SOURCE PASSAGE section start
The data use for drawing K-M survival curve.

Usage

km_data

Format

An object of class data.frame with 105 rows and 10 columns.


maf_data

Description

The mutation data of patients.

Usage

maf_data

Format

An object of class data.frame with 24461 rows and 4 columns.


maffile

Description

The mutation data of patients.

Usage

maffile

Format

An object of class MAF of length 1.


mut_num

Description

mut_num

Usage

mut_num

Format

An object of class matrix (inherits from array) with 13858 rows and 105 columns.


mut_sam

Description

mut_sam.

Usage

mut_sam

Format

An object of class matrix (inherits from array) with 13858 rows and 2 columns.


mut_sample

Description

mut_sample.

Usage

mut_sample

Format

An object of class matrix (inherits from array) with 13858 rows and 2 columns.


mut_status

Description

mut_status.

Usage

mut_status

Format

An object of class matrix (inherits from array) with 13858 rows and 105 columns.


newspia

Description

Function 'newspia' This function is based on SPIA algorithm to analyse KEGG signal pathway for single sample..

Usage

newspia(
  de = NULL,
  all = NULL,
  organism = "hsa",
  data.dir = NULL,
  pathids = NULL,
  verbose = TRUE,
  beta = NULL
)

Arguments

de

A named vector containing the statue of particular genes in a particular sample.The names of this numeric vector are Entrez gene IDs.

all

A vector with the Entrez IDs in the reference set. If the data was obtained from a microarray experiment,this set will contain all genes present on the specific array used for the experiment.This vector should contain all names of the de argument.

organism

A three letter character designating the organism. See a full list at ftp://ftp.genome.jp/pub/kegg/xml/organisms.

data.dir

Location of the "organism"SPIA.RData file containing the pathways data .If set to NULL will look for this file in the extdata folder of the PMAPscore library.

pathids

A character vector with the names of the pathways to be analyzed.If left NULL all pathways available will be tested.

verbose

If set to TRUE, displays the number of pathways already analyzed.
SOURCE PASSAGE section end
REQUIRED ACTION:
Continue the PMAPscore documentation from the point where it stops, picking up after its description of the verbose argument.
DATASET EXTRACT section start
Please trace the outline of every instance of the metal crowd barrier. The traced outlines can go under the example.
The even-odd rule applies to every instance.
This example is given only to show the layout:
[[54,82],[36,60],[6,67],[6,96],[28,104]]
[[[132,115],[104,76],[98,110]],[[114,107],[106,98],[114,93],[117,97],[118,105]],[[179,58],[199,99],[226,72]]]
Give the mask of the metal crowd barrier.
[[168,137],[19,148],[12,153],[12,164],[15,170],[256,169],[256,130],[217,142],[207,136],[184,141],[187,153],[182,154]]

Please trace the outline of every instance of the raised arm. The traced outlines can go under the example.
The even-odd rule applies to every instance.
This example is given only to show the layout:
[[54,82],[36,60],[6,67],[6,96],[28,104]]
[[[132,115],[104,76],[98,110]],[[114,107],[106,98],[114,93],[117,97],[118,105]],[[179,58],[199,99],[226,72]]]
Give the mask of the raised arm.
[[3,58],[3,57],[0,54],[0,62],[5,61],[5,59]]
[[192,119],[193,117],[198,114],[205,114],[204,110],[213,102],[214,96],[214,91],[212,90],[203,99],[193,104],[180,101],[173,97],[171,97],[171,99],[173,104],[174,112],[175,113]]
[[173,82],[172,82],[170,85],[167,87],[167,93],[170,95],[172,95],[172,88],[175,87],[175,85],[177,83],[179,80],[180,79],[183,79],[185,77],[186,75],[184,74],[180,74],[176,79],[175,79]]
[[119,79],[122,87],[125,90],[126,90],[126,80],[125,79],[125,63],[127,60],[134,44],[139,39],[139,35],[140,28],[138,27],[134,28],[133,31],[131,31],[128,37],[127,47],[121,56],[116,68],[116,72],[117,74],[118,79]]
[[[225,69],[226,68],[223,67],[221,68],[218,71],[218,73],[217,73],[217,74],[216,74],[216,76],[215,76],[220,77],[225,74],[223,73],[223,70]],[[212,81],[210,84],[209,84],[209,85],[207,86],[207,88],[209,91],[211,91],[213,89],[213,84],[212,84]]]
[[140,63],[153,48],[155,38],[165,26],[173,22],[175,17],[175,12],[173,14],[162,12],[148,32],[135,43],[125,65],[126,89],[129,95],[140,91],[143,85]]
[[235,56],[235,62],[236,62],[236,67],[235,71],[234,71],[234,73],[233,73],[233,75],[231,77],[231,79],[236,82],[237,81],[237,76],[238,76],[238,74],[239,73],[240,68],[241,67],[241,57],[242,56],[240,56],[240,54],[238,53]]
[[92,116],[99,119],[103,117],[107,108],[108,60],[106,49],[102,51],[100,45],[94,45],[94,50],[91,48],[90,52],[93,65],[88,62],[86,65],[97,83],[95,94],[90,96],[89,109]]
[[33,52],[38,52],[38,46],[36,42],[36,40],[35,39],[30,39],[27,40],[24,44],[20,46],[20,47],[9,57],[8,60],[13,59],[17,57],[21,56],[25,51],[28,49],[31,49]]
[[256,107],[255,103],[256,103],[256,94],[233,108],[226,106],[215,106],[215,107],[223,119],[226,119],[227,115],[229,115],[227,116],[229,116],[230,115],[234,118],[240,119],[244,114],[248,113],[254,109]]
DATASET EXTRACT section end
SOLVED EXERCISE:
beta

Weights to be assigned to each type of gene/protein relation type. It should be a named numeric vector of length 23, whose names must be: c("activation","compound","binding/association","expression", "inhibition","activation_phosphorylation","phosphorylation", "indirect","inhibition_phosphorylation","dephosphorylation_inhibition", "dissociation","dephosphorylation","activation_dephosphorylation", "state","activation_indirect","inhibition_ubiquination","ubiquination", "expression_indirect","indirect_inhibition","repression", "binding/association_phosphorylation","dissociation_phosphorylation","indirect_phosphorylation") If set to null, beta will be by default chosen as: c(1,0,0,1,1,1,0,0,1,1,0,0,1,0,1,1,0,1,1,1,0,0,0).

Value

Get one Data in data frame format,which cotains pathway's id,pathway's name and PFS_score.


path_cox_data

Description

path_cox_data

Usage

path_cox_data

Format

An object of class data.frame with 105 rows and 9 columns.


path_gene

Description

path_gene

Usage

path_gene

Format

An object of class list of length 7.


path_Ucox_mul

Description

path_Ucox_mul

Usage

path_Ucox_mul

Format

An object of class matrix (inherits from array) with 7 rows and 5 columns.


path_Ucox_mul_res

Description

path_Ucox_mul_res

Usage

path_Ucox_mul_res

Format

An object of class matrix (inherits from array) with 7 rows and 5 columns.


pfs_score

Description

pfs_score.

Usage

pfs_score

Format

An object of class matrix (inherits from array) with 123 rows and 105 columns.


response

Description

response.

Usage

response

Format

An object of class data.frame with 110 rows and 2 columns.


roc_data, the data frame use for ploting ROC curve

Description

The roc_data is used to generate ROC curves.

Usage

roc_data

Format

An object of class matrix (inherits from array) with 105 rows and 4 columns.


sig

Description

sig

Usage

sig

Format

An object of class character of length 7.


sur

Description

sur

Usage

sur

Format

An object of class data.frame with 110 rows and 2 columns.


symbol_Entrez

Description

symbol_Entrez

Usage

symbol_Entrez

Format

An object of class data.frame with 54245 rows and 2 columns.